*** Opening SOURCE MATERIAL ***

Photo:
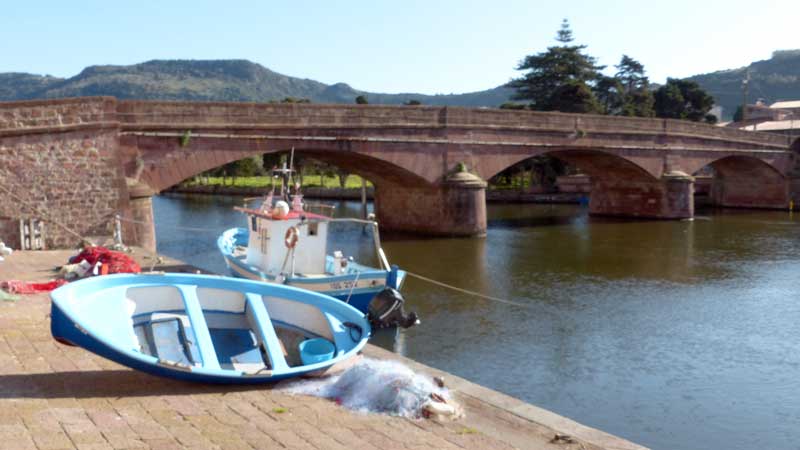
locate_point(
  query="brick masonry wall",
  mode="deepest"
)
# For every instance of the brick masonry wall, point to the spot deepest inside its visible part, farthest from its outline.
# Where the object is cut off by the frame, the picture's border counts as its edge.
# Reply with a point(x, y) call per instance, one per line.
point(73, 178)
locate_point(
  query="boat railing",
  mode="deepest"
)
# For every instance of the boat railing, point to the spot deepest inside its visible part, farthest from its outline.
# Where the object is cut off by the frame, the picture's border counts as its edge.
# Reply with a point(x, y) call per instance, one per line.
point(376, 238)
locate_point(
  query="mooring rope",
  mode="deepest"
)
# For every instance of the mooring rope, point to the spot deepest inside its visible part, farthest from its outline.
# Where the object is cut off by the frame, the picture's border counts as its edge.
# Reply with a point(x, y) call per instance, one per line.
point(466, 291)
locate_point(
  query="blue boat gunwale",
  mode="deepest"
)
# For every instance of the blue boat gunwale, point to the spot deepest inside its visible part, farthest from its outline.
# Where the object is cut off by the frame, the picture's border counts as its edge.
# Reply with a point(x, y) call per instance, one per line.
point(64, 298)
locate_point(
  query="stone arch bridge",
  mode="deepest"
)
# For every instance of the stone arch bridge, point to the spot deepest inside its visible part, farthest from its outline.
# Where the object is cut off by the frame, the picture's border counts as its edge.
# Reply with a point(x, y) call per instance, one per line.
point(80, 161)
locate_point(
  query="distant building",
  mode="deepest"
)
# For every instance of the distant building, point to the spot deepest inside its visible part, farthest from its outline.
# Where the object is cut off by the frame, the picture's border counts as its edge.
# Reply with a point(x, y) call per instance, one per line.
point(780, 117)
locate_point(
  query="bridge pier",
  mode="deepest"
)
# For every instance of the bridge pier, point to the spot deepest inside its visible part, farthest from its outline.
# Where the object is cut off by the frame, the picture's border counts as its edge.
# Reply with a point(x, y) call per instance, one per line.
point(672, 197)
point(456, 207)
point(139, 230)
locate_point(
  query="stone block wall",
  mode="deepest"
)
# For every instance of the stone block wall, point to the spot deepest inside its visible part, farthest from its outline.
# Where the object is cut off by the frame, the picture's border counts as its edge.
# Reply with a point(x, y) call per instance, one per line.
point(71, 178)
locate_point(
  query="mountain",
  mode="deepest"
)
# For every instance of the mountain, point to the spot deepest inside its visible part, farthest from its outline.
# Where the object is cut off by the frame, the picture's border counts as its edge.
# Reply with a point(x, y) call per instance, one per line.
point(217, 80)
point(777, 78)
point(774, 79)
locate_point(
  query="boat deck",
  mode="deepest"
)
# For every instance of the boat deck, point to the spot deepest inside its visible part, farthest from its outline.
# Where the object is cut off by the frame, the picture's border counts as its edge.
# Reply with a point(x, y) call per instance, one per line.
point(53, 396)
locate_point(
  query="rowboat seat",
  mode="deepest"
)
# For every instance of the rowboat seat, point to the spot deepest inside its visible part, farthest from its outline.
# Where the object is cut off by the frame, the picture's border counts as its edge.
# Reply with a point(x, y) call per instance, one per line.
point(166, 339)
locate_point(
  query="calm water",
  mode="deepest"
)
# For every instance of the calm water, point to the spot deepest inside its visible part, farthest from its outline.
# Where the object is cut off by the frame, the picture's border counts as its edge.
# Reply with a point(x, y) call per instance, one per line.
point(676, 335)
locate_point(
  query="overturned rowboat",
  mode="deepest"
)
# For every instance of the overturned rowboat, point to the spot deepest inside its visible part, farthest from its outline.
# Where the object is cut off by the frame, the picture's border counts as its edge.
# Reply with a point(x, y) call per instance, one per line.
point(207, 328)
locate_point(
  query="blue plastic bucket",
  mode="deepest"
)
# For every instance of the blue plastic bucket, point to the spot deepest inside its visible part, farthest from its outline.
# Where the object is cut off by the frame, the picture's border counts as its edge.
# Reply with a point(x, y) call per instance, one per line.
point(316, 350)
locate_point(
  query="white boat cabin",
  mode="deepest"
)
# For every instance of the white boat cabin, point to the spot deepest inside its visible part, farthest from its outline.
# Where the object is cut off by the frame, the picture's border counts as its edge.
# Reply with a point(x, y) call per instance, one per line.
point(287, 242)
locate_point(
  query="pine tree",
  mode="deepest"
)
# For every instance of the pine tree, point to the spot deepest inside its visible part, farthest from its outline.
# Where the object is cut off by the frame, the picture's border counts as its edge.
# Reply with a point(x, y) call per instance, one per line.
point(559, 79)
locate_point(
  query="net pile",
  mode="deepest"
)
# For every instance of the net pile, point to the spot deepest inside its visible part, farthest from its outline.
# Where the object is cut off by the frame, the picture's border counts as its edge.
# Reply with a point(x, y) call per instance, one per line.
point(386, 387)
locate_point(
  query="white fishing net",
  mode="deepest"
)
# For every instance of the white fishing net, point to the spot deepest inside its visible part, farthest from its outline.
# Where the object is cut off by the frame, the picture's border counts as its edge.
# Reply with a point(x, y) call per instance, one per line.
point(376, 386)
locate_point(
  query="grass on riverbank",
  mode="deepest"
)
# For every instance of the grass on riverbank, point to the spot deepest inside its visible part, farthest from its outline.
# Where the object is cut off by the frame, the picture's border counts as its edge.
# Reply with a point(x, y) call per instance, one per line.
point(352, 181)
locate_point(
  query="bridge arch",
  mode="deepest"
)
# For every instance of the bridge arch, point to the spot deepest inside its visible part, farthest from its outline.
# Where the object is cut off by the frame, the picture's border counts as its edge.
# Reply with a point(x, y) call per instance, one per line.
point(747, 182)
point(164, 163)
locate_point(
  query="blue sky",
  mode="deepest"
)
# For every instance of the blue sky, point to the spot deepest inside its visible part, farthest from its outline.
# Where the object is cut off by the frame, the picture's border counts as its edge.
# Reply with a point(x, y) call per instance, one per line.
point(394, 46)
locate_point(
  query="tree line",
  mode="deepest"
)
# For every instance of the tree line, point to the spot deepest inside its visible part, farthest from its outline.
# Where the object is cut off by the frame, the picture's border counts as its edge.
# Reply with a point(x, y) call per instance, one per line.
point(565, 78)
point(562, 78)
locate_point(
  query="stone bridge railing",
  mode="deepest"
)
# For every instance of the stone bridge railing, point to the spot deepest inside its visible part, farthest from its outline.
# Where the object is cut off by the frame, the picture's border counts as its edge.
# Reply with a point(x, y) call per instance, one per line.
point(138, 115)
point(29, 117)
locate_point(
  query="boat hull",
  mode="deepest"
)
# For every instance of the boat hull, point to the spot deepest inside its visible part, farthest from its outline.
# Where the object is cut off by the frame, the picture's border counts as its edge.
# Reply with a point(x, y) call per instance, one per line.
point(70, 324)
point(355, 289)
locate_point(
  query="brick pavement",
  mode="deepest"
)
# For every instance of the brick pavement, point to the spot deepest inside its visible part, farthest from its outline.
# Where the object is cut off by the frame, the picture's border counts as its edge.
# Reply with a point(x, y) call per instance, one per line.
point(58, 397)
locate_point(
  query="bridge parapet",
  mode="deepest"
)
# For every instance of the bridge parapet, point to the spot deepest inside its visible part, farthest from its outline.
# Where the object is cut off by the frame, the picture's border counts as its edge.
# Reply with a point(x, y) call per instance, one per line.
point(53, 115)
point(136, 115)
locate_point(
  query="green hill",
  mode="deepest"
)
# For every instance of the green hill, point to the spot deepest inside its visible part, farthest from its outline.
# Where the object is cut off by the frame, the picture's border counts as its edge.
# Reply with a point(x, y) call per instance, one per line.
point(220, 80)
point(777, 78)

*** Closing SOURCE MATERIAL ***

- **DIRECTIONS FOR THIS TASK**
Output all of the records word for word, and keep the pictures out of the copy.

- **SOLUTION TO THIS TASK**
Photo:
locate_point(
  query="brick masonry wall",
  mode="deepest"
)
# For every instance of the brick masonry wall, point to the spot deepest inside its visible part, farthest from its outline.
# Where the object is cut off by the frame, the picture's border counts as its edge.
# Reply with a point(x, y) call per instance, one per line.
point(73, 178)
locate_point(
  query="boat railing",
  mode="deepest"
)
# For every instance of the boat railing, point to the spot deepest inside its visible part, farthest from its outline.
# Where the object is cut off by the frame, the picture's border counts as its edge.
# Reply with a point(x, y) call per instance, one per line.
point(376, 238)
locate_point(
  query="mooring rope",
  mode="deepest"
)
# For every instance of the mooring rope, point to the spot deepest inside its visible part, farthest from its outline.
# Where the object is cut off by the frame, the picture's border counts as its edge.
# Reply with a point(x, y) call per instance, one per line.
point(466, 291)
locate_point(
  query="blue boat gunwale",
  mode="deepest"
)
# For every instance of the blue boat gunwale, point to the spot deepest inside its visible part, farthest from its outline.
# Where the object is cut off by the frame, the picture's border counts as its edge.
# Reply with a point(x, y) call per instance, one per line.
point(64, 298)
locate_point(
  query="stone arch bridge",
  mode="deepest"
)
# For every instance of the stone arch bridge, point to the spot deepest inside its visible part, farthest from its outline.
# Where the object is cut off by the frame, the picture's border counts as its edge.
# Reply with a point(x, y) call per instance, one per line.
point(80, 161)
locate_point(
  query="distant building",
  mode="deepest"
)
# For every instance of the distant building, point to the spot deepest inside its visible part, farthest from its outline.
# Where the object is cut off by the frame, the picture's border counts as its edge.
# Reply with a point(x, y) call per instance, one per line.
point(780, 117)
locate_point(
  query="bridge pier",
  mode="deepest"
)
# For every instance of the bridge pier, point to the spot deepest inside its visible part, farthest from its outline.
# Where the object is cut off by the frame, the picture's border counts as its edge.
# Reply with a point(x, y) call per instance, one per line.
point(672, 197)
point(456, 207)
point(139, 230)
locate_point(
  query="stone block wall",
  mode="deepest"
)
# For every instance of the stone block wall, point to the spot deepest inside its visible part, farthest from its outline.
# Where the object is cut off by the frame, the picture's border counts as its edge.
# Reply with a point(x, y) call per instance, one per line.
point(71, 178)
locate_point(
  query="mountain",
  mode="deepest"
)
# For every instance of the mountain, point to the spot deepest inside its visible part, farthest from its outline.
# Where the object is cut off by the frame, the picture's border counts as its edge.
# Reply with a point(x, y) call per instance, one per line.
point(217, 80)
point(777, 78)
point(774, 79)
locate_point(
  query="boat deck",
  mode="deepest"
)
# For every instance of the boat deck, point to the spot deepest inside its visible part, farthest from its outline.
# Where the object is cut off by the frame, the picture's border counts as its edge.
# Reply with a point(x, y) call per instance, one per line.
point(53, 396)
locate_point(
  query="rowboat seat",
  mode="deepest"
)
# For every instance of the rowboat seat, point to the spot deepest inside its visible part, farthest from its outline.
# Where the object is cut off by the frame, the picture's border counts as its edge.
# Reply with a point(x, y) call per instance, one per line.
point(166, 339)
locate_point(
  query="calm water",
  mode="deepest"
)
# For every instance of the calm water, point to the spot deepest inside its visible part, farthest from its outline.
# Where the object is cut off by the frame, the picture's border counts as its edge.
# Reply with a point(x, y) call per instance, one per line.
point(676, 335)
locate_point(
  query="overturned rowboat",
  mode="deepest"
)
# For every instance of the overturned rowboat, point to the spot deepest inside its visible part, farthest from its outline.
# Where the object is cut off by the frame, the picture's border counts as its edge.
# Reply with a point(x, y) call per instance, one per line.
point(207, 328)
locate_point(
  query="blue plastic bucket",
  mode="deepest"
)
# For every instance of the blue plastic bucket, point to the spot deepest inside its visible part, farthest from its outline.
# Where the object is cut off by the frame, the picture's border counts as its edge.
# Reply with a point(x, y) call per instance, one per line.
point(316, 350)
locate_point(
  query="white boat cabin",
  mode="deepest"
)
# For every instance of the white boat cabin, point to the spot deepest inside its visible part, farthest from its outline.
# Where the object is cut off by the frame, the picture's border counts as its edge.
# Reply with a point(x, y) call per instance, one per line.
point(287, 242)
locate_point(
  query="pine tree",
  mode="deepest"
)
# For every instance of the pine tree, point to the spot deepest inside its visible part, farthest from its outline.
# Where the object is cut off by the frame, the picture's border counts as its edge.
# Reply with a point(x, y) call per instance, one per line.
point(559, 79)
locate_point(
  query="net pile",
  mode="deepest"
)
# For every instance of the net pile, point to the spot deepest inside its visible part, farthest from its outline.
# Where the object is cut off by the frame, the picture's border counts as its edge.
# Reply with a point(x, y) call per instance, one per line.
point(386, 387)
locate_point(
  query="white fishing net",
  mode="deepest"
)
# For every instance of the white fishing net, point to the spot deepest inside its visible part, farthest from its outline.
# Where the object is cut off by the frame, the picture's border counts as its edge.
# Reply with a point(x, y) call per instance, one per line.
point(376, 386)
locate_point(
  query="grass on riverbank",
  mode="deepest"
)
# For every instance of the grass on riverbank, point to the spot deepest inside its visible part, farthest from its outline.
# Where the object is cut off by the frame, the picture's border counts as its edge.
# Reply with a point(x, y) call per instance, one per line.
point(352, 181)
locate_point(
  query="bridge arch",
  mode="deepest"
)
# For every instance of the bridge arch, point to the spot deepest inside its visible part, farthest from its outline.
# Where the object is cut off by the frame, the picture's border counts as its edge.
# Reply with a point(x, y) call per instance, one per line.
point(747, 182)
point(164, 163)
locate_point(
  query="blue sky",
  mode="deepest"
)
# For every instance of the blue sky, point to the spot deepest inside its visible part, farthest from its outline.
# Where the object is cut off by the frame, the picture's border counts as its edge.
# Reply with a point(x, y) call per instance, one per line.
point(394, 46)
locate_point(
  query="tree line",
  mode="deepest"
)
# For every instance of the tree line, point to the spot deepest inside its visible part, farthest from its outline.
# Where the object is cut off by the frame, the picture's border counts as its edge.
# Reply with a point(x, y) call per instance, one per line.
point(565, 78)
point(562, 78)
locate_point(
  query="stone bridge railing",
  mode="deepest"
)
# For every instance of the stone bridge railing, point to the spot deepest inside its visible part, farthest from its outline.
# Where the object is cut off by the frame, the picture's border counts as its edge.
# Reply with a point(x, y) call per instance, one per line.
point(138, 115)
point(29, 117)
locate_point(
  query="boat hull",
  mode="deepest"
)
# For every instance of the boat hull, point to the spot deepest inside its visible part, farthest from its outline.
# Where the object is cut off by the frame, the picture's border counts as its edge.
# Reply with a point(x, y) call per instance, one per line.
point(70, 324)
point(355, 289)
locate_point(
  query="brick pavement",
  mode="deepest"
)
# For every instance of the brick pavement, point to the spot deepest inside its visible part, farthest from its outline.
# Where the object is cut off by the frame, the picture's border counts as its edge.
# Reply with a point(x, y) call per instance, one per line.
point(58, 397)
locate_point(
  query="bridge parapet",
  mode="deepest"
)
# For every instance of the bridge parapet, point to the spot deepest inside its visible part, farthest from its outline.
# Where the object is cut off by the frame, the picture's border counts as its edge.
# Reply with a point(x, y) call per instance, one per line.
point(53, 115)
point(136, 115)
locate_point(
  query="green hill",
  mode="deepest"
)
# For every instance of the green hill, point to the spot deepest inside its visible part, farthest from its outline.
# Where the object is cut off by the frame, the picture's border counts as its edge.
# Reply with a point(x, y) call per instance, one per line.
point(220, 80)
point(777, 78)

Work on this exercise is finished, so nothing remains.